START Material for this exercise

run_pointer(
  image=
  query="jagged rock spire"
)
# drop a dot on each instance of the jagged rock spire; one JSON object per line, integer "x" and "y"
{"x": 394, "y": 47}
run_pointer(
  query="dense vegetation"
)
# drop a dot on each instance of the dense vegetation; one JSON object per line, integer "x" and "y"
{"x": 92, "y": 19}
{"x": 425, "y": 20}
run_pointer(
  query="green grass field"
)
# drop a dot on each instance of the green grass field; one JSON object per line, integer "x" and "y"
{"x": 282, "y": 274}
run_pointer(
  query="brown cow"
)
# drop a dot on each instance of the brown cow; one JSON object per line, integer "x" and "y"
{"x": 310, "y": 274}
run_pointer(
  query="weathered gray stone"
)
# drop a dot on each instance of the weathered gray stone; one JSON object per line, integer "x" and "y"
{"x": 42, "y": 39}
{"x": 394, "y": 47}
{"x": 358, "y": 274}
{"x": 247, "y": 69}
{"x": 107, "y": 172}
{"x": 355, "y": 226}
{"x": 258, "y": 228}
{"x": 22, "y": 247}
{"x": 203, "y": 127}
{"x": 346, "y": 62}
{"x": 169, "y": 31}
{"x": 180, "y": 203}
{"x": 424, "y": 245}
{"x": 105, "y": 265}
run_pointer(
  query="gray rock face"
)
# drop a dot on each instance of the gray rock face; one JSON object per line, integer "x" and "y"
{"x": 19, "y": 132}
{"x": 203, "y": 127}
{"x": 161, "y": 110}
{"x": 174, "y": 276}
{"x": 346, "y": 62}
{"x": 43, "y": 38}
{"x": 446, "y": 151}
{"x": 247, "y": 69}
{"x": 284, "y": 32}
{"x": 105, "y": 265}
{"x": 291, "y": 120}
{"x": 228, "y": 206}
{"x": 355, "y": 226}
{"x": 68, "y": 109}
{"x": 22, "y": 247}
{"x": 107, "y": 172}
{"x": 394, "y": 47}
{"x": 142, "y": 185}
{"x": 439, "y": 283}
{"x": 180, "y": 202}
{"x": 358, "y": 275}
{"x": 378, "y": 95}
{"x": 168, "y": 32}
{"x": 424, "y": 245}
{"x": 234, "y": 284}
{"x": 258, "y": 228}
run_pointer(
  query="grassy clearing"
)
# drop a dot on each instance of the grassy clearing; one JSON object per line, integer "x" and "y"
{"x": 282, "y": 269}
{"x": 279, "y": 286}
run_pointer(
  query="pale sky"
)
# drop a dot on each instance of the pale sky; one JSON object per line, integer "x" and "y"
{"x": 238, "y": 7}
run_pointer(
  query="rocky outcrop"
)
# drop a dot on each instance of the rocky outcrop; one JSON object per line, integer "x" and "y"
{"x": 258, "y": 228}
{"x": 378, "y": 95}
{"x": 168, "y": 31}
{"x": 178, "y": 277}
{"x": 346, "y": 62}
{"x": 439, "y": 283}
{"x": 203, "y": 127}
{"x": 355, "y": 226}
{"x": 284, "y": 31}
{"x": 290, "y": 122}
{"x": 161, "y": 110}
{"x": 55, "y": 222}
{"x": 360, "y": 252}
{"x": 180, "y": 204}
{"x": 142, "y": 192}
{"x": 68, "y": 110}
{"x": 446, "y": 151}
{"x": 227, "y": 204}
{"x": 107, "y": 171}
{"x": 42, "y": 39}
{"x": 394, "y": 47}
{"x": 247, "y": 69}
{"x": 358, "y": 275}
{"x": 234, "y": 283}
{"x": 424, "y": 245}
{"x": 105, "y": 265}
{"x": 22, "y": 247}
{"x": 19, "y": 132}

END Material for this exercise

What you have to do. What this exercise asks for is the data above, retyped exactly.

Exercise response.
run_pointer(
  image=
  query="jagged rock spire"
)
# drop a dot on each instance of the jagged rock spire; one JSON object per line, integer "x" and "y"
{"x": 394, "y": 47}
run_pointer(
  query="dense vegetation"
)
# drop a dot on each instance of the dense vegetation; one JSON object per line, integer "x" and "y"
{"x": 92, "y": 19}
{"x": 425, "y": 20}
run_pointer(
  query="green grass field"
)
# drop a dot on each instance of the green grass field; one JSON object per line, integer "x" and "y"
{"x": 282, "y": 274}
run_pointer(
  query="brown cow"
)
# drop a dot on each instance of the brown cow; one JSON object per line, integer "x" and "y"
{"x": 310, "y": 274}
run_pointer(
  query="weathered gray stone"
)
# drop a dot on each instance of the weathered gray stone; one JSON object per line, integer "x" and "y"
{"x": 42, "y": 39}
{"x": 394, "y": 47}
{"x": 358, "y": 274}
{"x": 247, "y": 69}
{"x": 107, "y": 172}
{"x": 355, "y": 226}
{"x": 258, "y": 228}
{"x": 22, "y": 247}
{"x": 203, "y": 127}
{"x": 346, "y": 62}
{"x": 169, "y": 31}
{"x": 180, "y": 203}
{"x": 424, "y": 245}
{"x": 105, "y": 265}
run_pointer(
  query="gray rock face"
)
# drop a dot on each instance of the gray rock face; one JSON object per line, integer "x" and "y"
{"x": 19, "y": 132}
{"x": 203, "y": 127}
{"x": 161, "y": 110}
{"x": 174, "y": 276}
{"x": 346, "y": 62}
{"x": 43, "y": 38}
{"x": 446, "y": 151}
{"x": 247, "y": 69}
{"x": 284, "y": 32}
{"x": 105, "y": 265}
{"x": 291, "y": 120}
{"x": 228, "y": 206}
{"x": 355, "y": 226}
{"x": 68, "y": 109}
{"x": 22, "y": 247}
{"x": 107, "y": 172}
{"x": 394, "y": 47}
{"x": 142, "y": 185}
{"x": 439, "y": 283}
{"x": 180, "y": 202}
{"x": 358, "y": 275}
{"x": 378, "y": 95}
{"x": 168, "y": 32}
{"x": 424, "y": 245}
{"x": 234, "y": 284}
{"x": 258, "y": 228}
run_pointer(
  query="grassy clearing"
)
# drop a dot on each instance of the grassy clearing; one JSON object per line, integer "x" and "y"
{"x": 282, "y": 269}
{"x": 279, "y": 286}
run_pointer(
  query="pale sky"
)
# drop a dot on each instance of the pale sky; one JSON object per line, integer "x" and "y"
{"x": 238, "y": 7}
run_pointer(
  query="rocky outcrop"
)
# drop a dot on each instance of the rocky outcrop; one JSON object per line, integer "x" and "y"
{"x": 258, "y": 228}
{"x": 378, "y": 95}
{"x": 168, "y": 31}
{"x": 178, "y": 277}
{"x": 346, "y": 62}
{"x": 439, "y": 283}
{"x": 203, "y": 127}
{"x": 355, "y": 226}
{"x": 284, "y": 31}
{"x": 290, "y": 122}
{"x": 161, "y": 110}
{"x": 55, "y": 222}
{"x": 360, "y": 252}
{"x": 180, "y": 204}
{"x": 142, "y": 192}
{"x": 68, "y": 110}
{"x": 446, "y": 151}
{"x": 227, "y": 204}
{"x": 107, "y": 171}
{"x": 42, "y": 39}
{"x": 394, "y": 47}
{"x": 247, "y": 69}
{"x": 358, "y": 275}
{"x": 234, "y": 283}
{"x": 424, "y": 245}
{"x": 105, "y": 265}
{"x": 22, "y": 247}
{"x": 19, "y": 132}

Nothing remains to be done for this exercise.